Without the images, output each record below as it stands.

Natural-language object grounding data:
== Segment start ==

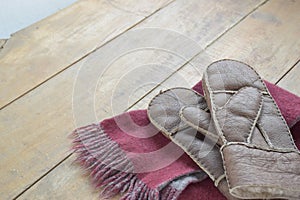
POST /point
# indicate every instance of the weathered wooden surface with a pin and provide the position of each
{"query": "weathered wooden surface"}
(35, 127)
(42, 50)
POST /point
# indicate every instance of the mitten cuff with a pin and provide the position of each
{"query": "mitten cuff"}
(258, 173)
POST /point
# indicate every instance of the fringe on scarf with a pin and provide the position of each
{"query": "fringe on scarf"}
(103, 158)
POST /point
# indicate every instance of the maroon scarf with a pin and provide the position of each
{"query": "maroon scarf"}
(127, 155)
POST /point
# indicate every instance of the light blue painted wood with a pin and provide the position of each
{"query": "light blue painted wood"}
(18, 14)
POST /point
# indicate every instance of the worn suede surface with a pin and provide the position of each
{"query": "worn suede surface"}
(129, 129)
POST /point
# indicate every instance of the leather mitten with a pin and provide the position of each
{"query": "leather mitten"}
(163, 112)
(260, 158)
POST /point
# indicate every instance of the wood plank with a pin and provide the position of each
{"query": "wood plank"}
(291, 81)
(45, 189)
(270, 65)
(39, 138)
(38, 52)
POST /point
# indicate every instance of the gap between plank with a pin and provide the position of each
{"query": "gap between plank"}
(92, 51)
(221, 35)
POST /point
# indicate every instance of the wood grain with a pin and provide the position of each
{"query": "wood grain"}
(38, 52)
(36, 125)
(64, 82)
(291, 81)
(270, 65)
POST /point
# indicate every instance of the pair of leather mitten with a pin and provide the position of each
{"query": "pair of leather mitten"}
(242, 143)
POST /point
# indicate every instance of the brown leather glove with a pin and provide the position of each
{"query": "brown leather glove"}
(163, 112)
(259, 155)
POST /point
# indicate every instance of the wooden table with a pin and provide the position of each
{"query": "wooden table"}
(96, 59)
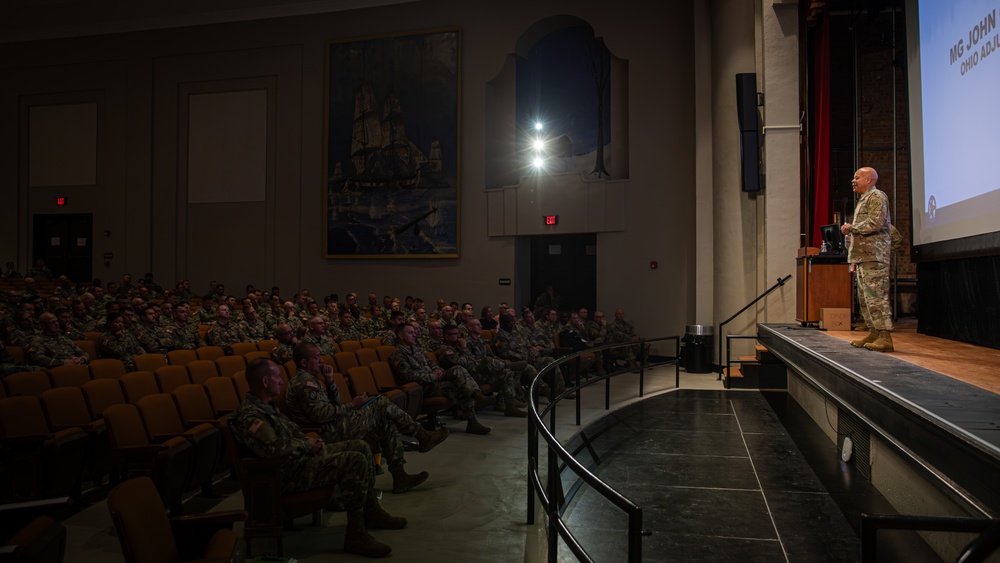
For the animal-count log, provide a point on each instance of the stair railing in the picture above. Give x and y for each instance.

== Segment end ==

Result of the exercise —
POST /point
# indicate every instance of the weathered wooden surface with a pin and provide the position of each
{"query": "weathered wooden surface"}
(35, 127)
(42, 50)
POST /point
# indicate every instance of the mitten cuff with a pin and provide the position of each
{"query": "mitten cuff"}
(258, 173)
POST /point
# indicate every instance of the fringe on scarf with a pin and provide the position of each
{"query": "fringe on scarf"}
(103, 158)
POST /point
# indicate every instance of the maroon scarf with a pin and provide the position of each
{"query": "maroon scarf"}
(127, 155)
POST /point
# indicate every instance of the light blue painted wood with a pin and provide the position of each
{"query": "light blue painted wood"}
(18, 14)
POST /point
# indicate every instance of the worn suede surface with a pin and provide the position of each
{"query": "worn suede surface"}
(129, 129)
POST /point
# indicate every instance of the leather mitten with a pin and provide the position of each
{"query": "leather mitten"}
(163, 112)
(260, 158)
POST /point
# indicate every instance of the wood plank with a pin and provide the position of each
{"query": "wood plank"}
(291, 81)
(45, 189)
(270, 65)
(39, 138)
(38, 52)
POST /point
# indicate every instance of the gap between plank with a pin and provide the position of each
{"query": "gap between plank"}
(92, 51)
(221, 35)
POST /point
# indicate every instance of the wood grain with a pin and provide the position of each
{"query": "wood grain"}
(38, 52)
(36, 125)
(64, 82)
(291, 81)
(270, 65)
POST /point
# indicate every instance of the pair of leather mitten with a pin and provide the position of each
{"query": "pair of leather mitten"}
(242, 143)
POST /point
# indicate every instance of the brown leather glove with a pin and provide the position of each
{"query": "brown leather glove"}
(163, 112)
(259, 155)
POST /point
# indicate every instance of the wooden table with a pin and provide the position of each
{"query": "wooden table"}
(96, 59)
For the animal-count log, provide a point on each instance of the stair railing in the picture above. Give x and y for each instance.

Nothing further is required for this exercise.